■ Input records ■
□ □ □ □

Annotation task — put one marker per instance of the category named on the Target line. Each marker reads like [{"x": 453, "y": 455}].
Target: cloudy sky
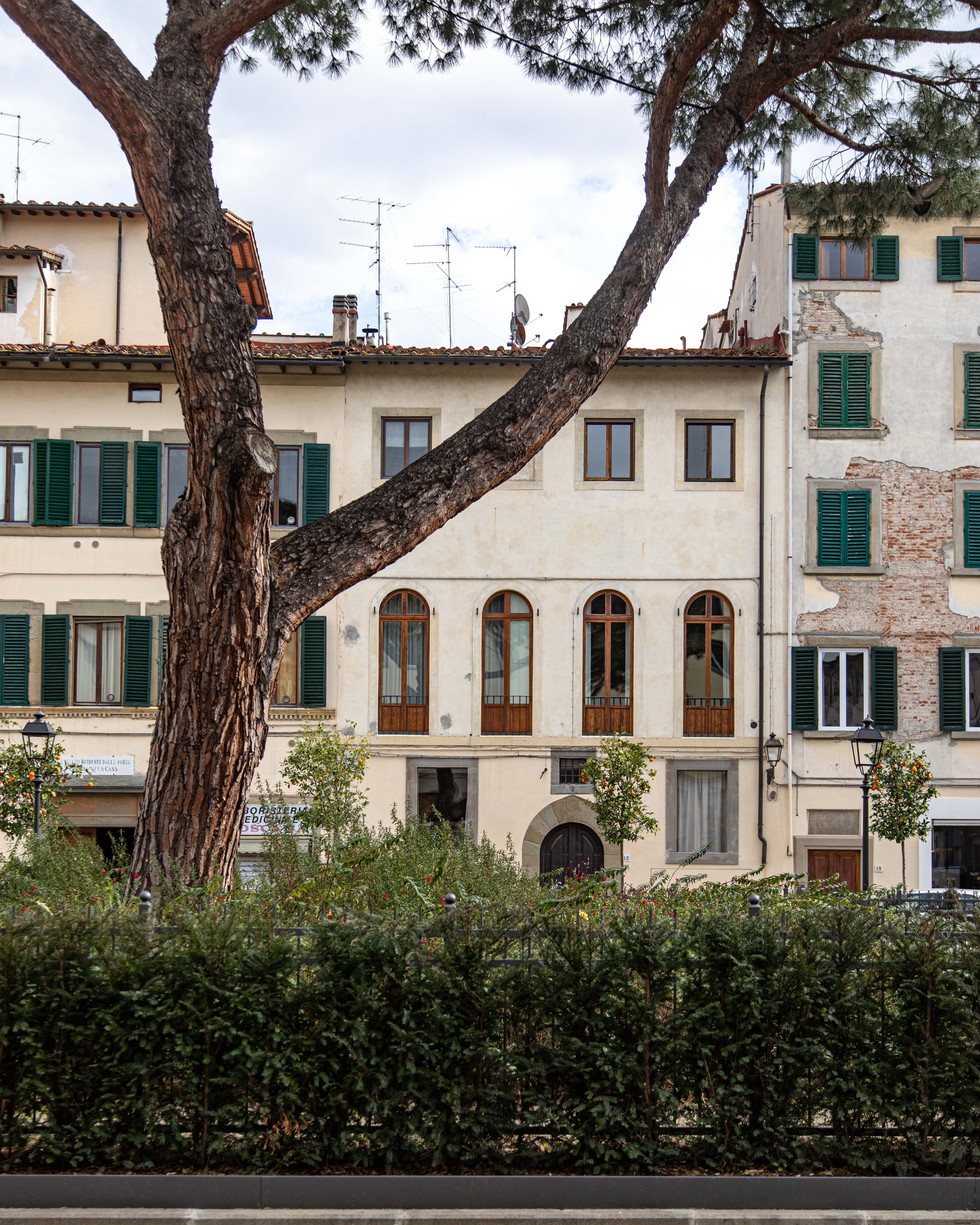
[{"x": 502, "y": 160}]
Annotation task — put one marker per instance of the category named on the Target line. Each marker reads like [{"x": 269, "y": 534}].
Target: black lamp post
[
  {"x": 39, "y": 745},
  {"x": 867, "y": 745},
  {"x": 774, "y": 750}
]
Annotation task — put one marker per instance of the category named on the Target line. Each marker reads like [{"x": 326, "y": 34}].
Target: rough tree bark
[{"x": 234, "y": 601}]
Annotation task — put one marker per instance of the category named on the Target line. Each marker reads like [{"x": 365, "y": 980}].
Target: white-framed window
[{"x": 844, "y": 688}]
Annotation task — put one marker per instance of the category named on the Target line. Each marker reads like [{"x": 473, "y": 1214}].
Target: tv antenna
[
  {"x": 16, "y": 136},
  {"x": 372, "y": 247},
  {"x": 445, "y": 268}
]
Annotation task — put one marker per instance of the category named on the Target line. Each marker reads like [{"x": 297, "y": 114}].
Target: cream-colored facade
[
  {"x": 554, "y": 537},
  {"x": 914, "y": 459}
]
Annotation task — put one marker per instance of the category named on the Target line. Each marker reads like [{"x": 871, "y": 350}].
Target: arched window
[
  {"x": 506, "y": 666},
  {"x": 709, "y": 625},
  {"x": 608, "y": 666},
  {"x": 404, "y": 702}
]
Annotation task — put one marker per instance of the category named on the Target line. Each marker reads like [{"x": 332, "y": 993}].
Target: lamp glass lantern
[{"x": 867, "y": 745}]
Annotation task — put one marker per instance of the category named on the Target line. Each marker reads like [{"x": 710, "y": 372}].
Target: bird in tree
[{"x": 717, "y": 84}]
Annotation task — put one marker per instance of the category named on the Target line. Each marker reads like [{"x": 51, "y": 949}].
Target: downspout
[
  {"x": 118, "y": 276},
  {"x": 762, "y": 601}
]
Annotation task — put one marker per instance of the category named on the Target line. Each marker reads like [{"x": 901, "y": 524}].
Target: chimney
[{"x": 571, "y": 314}]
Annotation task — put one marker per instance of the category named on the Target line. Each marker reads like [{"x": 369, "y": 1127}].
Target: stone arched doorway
[{"x": 566, "y": 810}]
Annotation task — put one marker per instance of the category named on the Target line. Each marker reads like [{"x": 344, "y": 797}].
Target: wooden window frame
[
  {"x": 5, "y": 508},
  {"x": 602, "y": 718},
  {"x": 100, "y": 622},
  {"x": 505, "y": 718},
  {"x": 709, "y": 721},
  {"x": 157, "y": 388},
  {"x": 710, "y": 481},
  {"x": 406, "y": 422},
  {"x": 843, "y": 276},
  {"x": 625, "y": 421},
  {"x": 401, "y": 718},
  {"x": 288, "y": 527}
]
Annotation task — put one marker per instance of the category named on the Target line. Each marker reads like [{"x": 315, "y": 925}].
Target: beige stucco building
[{"x": 613, "y": 585}]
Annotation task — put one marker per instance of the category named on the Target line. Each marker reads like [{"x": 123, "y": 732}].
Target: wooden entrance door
[
  {"x": 821, "y": 865},
  {"x": 571, "y": 851}
]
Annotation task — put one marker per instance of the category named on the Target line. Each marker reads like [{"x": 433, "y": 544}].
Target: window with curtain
[
  {"x": 99, "y": 663},
  {"x": 608, "y": 671},
  {"x": 404, "y": 701},
  {"x": 506, "y": 666},
  {"x": 709, "y": 628},
  {"x": 702, "y": 810}
]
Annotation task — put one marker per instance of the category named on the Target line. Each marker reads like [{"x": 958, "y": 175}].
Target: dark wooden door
[
  {"x": 821, "y": 865},
  {"x": 571, "y": 851}
]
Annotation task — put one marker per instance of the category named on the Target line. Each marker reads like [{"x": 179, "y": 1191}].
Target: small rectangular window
[
  {"x": 145, "y": 394},
  {"x": 843, "y": 689},
  {"x": 15, "y": 482},
  {"x": 177, "y": 477},
  {"x": 609, "y": 451},
  {"x": 841, "y": 260},
  {"x": 99, "y": 663},
  {"x": 710, "y": 451},
  {"x": 286, "y": 489},
  {"x": 404, "y": 441}
]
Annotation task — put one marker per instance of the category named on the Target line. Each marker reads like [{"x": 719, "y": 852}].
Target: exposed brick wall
[{"x": 910, "y": 605}]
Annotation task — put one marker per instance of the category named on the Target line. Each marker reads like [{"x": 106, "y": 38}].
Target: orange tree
[{"x": 901, "y": 791}]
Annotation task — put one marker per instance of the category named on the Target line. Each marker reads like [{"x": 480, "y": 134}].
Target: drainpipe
[
  {"x": 118, "y": 276},
  {"x": 761, "y": 599}
]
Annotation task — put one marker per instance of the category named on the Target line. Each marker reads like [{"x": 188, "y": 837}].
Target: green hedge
[{"x": 831, "y": 1037}]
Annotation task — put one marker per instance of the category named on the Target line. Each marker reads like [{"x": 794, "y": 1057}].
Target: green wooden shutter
[
  {"x": 831, "y": 390},
  {"x": 138, "y": 657},
  {"x": 313, "y": 662},
  {"x": 56, "y": 636},
  {"x": 113, "y": 484},
  {"x": 146, "y": 486},
  {"x": 972, "y": 391},
  {"x": 315, "y": 481},
  {"x": 950, "y": 258},
  {"x": 804, "y": 689},
  {"x": 14, "y": 658},
  {"x": 54, "y": 472},
  {"x": 805, "y": 257},
  {"x": 952, "y": 689},
  {"x": 858, "y": 537},
  {"x": 830, "y": 527},
  {"x": 885, "y": 688},
  {"x": 885, "y": 258}
]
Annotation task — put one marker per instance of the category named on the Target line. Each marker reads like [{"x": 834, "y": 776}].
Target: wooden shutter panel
[
  {"x": 315, "y": 481},
  {"x": 950, "y": 258},
  {"x": 805, "y": 257},
  {"x": 14, "y": 658},
  {"x": 831, "y": 390},
  {"x": 146, "y": 486},
  {"x": 952, "y": 689},
  {"x": 885, "y": 258},
  {"x": 313, "y": 662},
  {"x": 858, "y": 537},
  {"x": 56, "y": 633},
  {"x": 830, "y": 527},
  {"x": 885, "y": 688},
  {"x": 857, "y": 390},
  {"x": 138, "y": 658},
  {"x": 804, "y": 689},
  {"x": 113, "y": 484},
  {"x": 54, "y": 471}
]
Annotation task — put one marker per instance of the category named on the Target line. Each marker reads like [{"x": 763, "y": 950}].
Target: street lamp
[
  {"x": 867, "y": 744},
  {"x": 39, "y": 745},
  {"x": 774, "y": 751}
]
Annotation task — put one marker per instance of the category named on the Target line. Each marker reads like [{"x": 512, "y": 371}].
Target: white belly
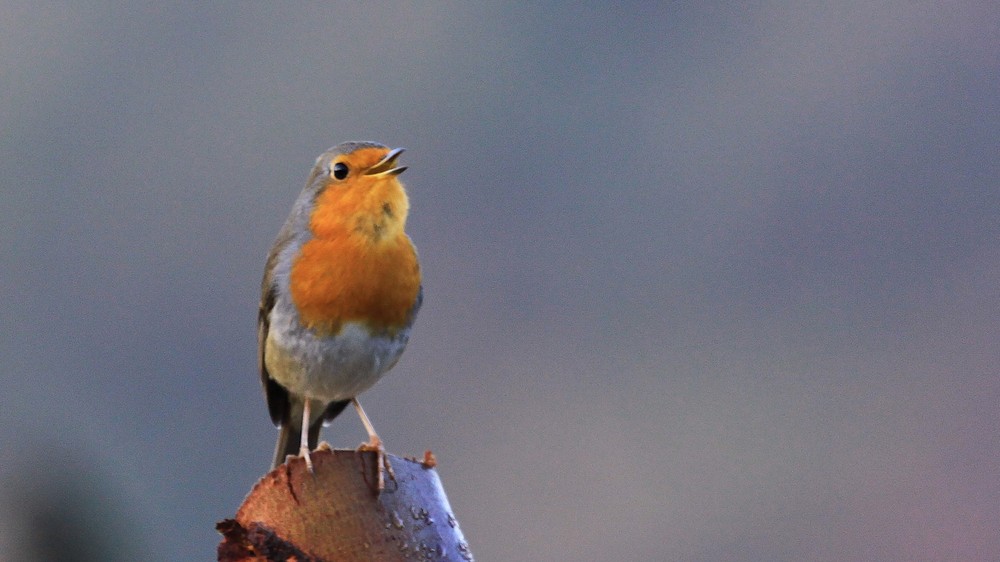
[{"x": 328, "y": 368}]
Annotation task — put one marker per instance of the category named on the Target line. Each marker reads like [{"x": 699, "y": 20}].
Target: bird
[{"x": 340, "y": 293}]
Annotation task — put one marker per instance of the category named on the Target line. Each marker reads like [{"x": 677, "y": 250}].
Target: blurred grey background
[{"x": 702, "y": 282}]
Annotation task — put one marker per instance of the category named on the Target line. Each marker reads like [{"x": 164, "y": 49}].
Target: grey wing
[{"x": 277, "y": 397}]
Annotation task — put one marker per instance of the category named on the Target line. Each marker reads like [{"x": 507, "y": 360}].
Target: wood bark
[{"x": 338, "y": 513}]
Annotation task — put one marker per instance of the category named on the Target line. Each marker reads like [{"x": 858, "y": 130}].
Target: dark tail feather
[{"x": 290, "y": 434}]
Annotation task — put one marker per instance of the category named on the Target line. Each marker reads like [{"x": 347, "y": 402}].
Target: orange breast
[{"x": 346, "y": 278}]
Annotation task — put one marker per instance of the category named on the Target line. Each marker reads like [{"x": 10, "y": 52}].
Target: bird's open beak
[{"x": 387, "y": 165}]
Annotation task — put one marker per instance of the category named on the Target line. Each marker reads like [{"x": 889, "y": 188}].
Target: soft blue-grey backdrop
[{"x": 703, "y": 282}]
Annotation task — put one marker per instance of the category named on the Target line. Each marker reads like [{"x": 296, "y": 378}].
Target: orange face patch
[{"x": 361, "y": 266}]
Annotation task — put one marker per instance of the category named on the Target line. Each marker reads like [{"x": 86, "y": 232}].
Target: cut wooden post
[{"x": 337, "y": 513}]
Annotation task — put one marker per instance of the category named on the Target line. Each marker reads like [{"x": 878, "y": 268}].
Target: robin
[{"x": 340, "y": 293}]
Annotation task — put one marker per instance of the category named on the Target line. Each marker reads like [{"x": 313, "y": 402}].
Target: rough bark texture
[{"x": 337, "y": 513}]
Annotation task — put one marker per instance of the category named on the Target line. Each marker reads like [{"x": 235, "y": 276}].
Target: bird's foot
[
  {"x": 304, "y": 453},
  {"x": 383, "y": 467}
]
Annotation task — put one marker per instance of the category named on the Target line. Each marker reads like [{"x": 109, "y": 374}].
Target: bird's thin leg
[
  {"x": 374, "y": 444},
  {"x": 304, "y": 439}
]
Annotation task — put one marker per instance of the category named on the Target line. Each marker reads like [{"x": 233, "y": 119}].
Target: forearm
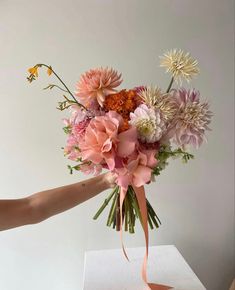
[
  {"x": 42, "y": 205},
  {"x": 57, "y": 200}
]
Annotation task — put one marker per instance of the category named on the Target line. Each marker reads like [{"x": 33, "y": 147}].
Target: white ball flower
[{"x": 150, "y": 126}]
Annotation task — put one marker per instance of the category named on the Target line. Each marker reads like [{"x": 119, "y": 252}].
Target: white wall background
[{"x": 195, "y": 202}]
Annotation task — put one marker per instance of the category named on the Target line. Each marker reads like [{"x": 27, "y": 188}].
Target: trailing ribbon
[{"x": 140, "y": 194}]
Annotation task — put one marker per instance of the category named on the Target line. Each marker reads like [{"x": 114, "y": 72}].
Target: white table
[{"x": 109, "y": 270}]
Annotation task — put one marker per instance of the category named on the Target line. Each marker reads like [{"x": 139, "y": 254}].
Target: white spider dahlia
[{"x": 148, "y": 122}]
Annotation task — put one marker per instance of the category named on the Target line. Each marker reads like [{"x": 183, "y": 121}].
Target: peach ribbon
[{"x": 140, "y": 194}]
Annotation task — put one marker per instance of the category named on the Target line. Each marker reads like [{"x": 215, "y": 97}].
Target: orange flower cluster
[{"x": 123, "y": 103}]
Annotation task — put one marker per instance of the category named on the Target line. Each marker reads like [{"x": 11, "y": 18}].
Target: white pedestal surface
[{"x": 109, "y": 269}]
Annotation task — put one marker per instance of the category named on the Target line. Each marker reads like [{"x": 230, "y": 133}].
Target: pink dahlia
[
  {"x": 95, "y": 85},
  {"x": 192, "y": 118}
]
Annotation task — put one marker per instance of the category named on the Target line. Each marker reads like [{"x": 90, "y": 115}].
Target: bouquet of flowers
[{"x": 131, "y": 132}]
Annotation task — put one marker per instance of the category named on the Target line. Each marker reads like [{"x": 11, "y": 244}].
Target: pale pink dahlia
[
  {"x": 192, "y": 118},
  {"x": 95, "y": 85}
]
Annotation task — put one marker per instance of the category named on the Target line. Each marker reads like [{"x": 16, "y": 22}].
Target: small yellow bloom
[
  {"x": 49, "y": 70},
  {"x": 33, "y": 71},
  {"x": 180, "y": 64}
]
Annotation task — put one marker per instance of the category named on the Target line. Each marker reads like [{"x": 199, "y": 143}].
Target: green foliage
[{"x": 165, "y": 153}]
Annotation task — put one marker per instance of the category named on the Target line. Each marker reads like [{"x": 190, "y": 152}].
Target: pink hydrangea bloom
[
  {"x": 95, "y": 84},
  {"x": 192, "y": 119},
  {"x": 103, "y": 143},
  {"x": 137, "y": 168}
]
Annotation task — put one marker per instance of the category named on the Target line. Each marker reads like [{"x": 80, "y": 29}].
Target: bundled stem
[{"x": 130, "y": 212}]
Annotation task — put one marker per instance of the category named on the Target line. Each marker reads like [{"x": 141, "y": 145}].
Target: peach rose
[{"x": 102, "y": 143}]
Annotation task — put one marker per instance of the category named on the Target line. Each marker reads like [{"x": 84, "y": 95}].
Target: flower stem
[
  {"x": 170, "y": 85},
  {"x": 67, "y": 89},
  {"x": 107, "y": 200}
]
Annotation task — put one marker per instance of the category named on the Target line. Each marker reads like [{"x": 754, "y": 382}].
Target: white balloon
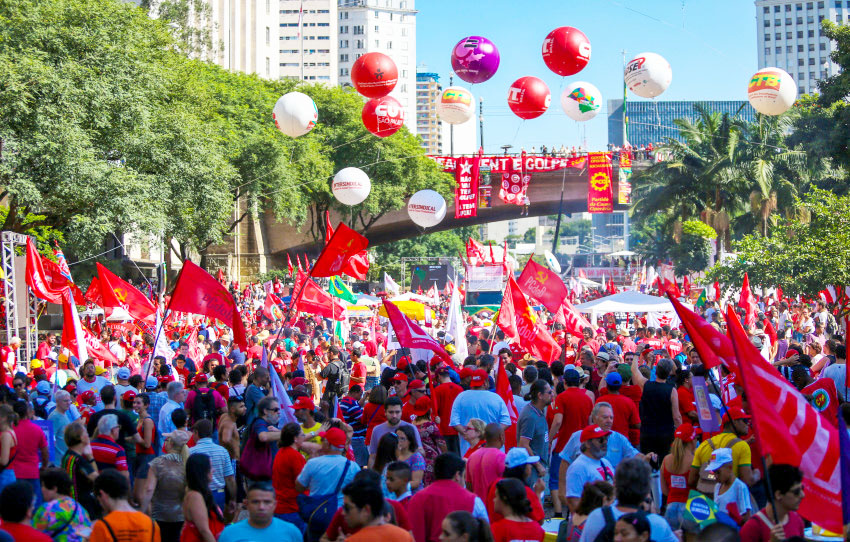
[
  {"x": 581, "y": 101},
  {"x": 351, "y": 186},
  {"x": 772, "y": 91},
  {"x": 648, "y": 75},
  {"x": 295, "y": 114},
  {"x": 456, "y": 105},
  {"x": 426, "y": 208}
]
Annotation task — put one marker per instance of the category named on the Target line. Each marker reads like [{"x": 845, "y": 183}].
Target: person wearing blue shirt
[{"x": 261, "y": 525}]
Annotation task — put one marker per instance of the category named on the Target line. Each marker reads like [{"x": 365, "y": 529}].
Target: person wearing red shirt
[
  {"x": 626, "y": 416},
  {"x": 444, "y": 397}
]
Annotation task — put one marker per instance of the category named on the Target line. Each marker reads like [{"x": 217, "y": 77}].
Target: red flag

□ □ □ □

■ The task ■
Return only the lines from the one containing "Target: peach rose" through the last line of the entries above, exactly as written and without pictures.

■ Result of this task ■
Target: peach rose
[{"x": 102, "y": 143}]
Annotation task — put one marker per instance of the category named on the Target line. Each marker reads like [{"x": 84, "y": 95}].
Target: flower stem
[
  {"x": 170, "y": 85},
  {"x": 67, "y": 89},
  {"x": 107, "y": 200}
]
Annotation task — put one marker per instance of the category named on the Target line. Each marker reads like [{"x": 754, "y": 382}].
Target: white balloon
[
  {"x": 581, "y": 101},
  {"x": 351, "y": 186},
  {"x": 772, "y": 91},
  {"x": 648, "y": 75},
  {"x": 295, "y": 114},
  {"x": 456, "y": 105},
  {"x": 426, "y": 208}
]
Annotation task — put one marker per instance of the category named on the Target line. Each marker reads like [{"x": 845, "y": 183}].
Target: person wearing blue shirt
[{"x": 261, "y": 525}]
Annotation task — put one marker per instance of the category named on the Target line. Each marker reads like [{"x": 365, "y": 529}].
Target: person wearing red shirt
[
  {"x": 626, "y": 416},
  {"x": 444, "y": 397}
]
Annotation task — put one marker per instance of the category named on the Target line. Each marker reads like [{"x": 217, "y": 77}].
Target: red flag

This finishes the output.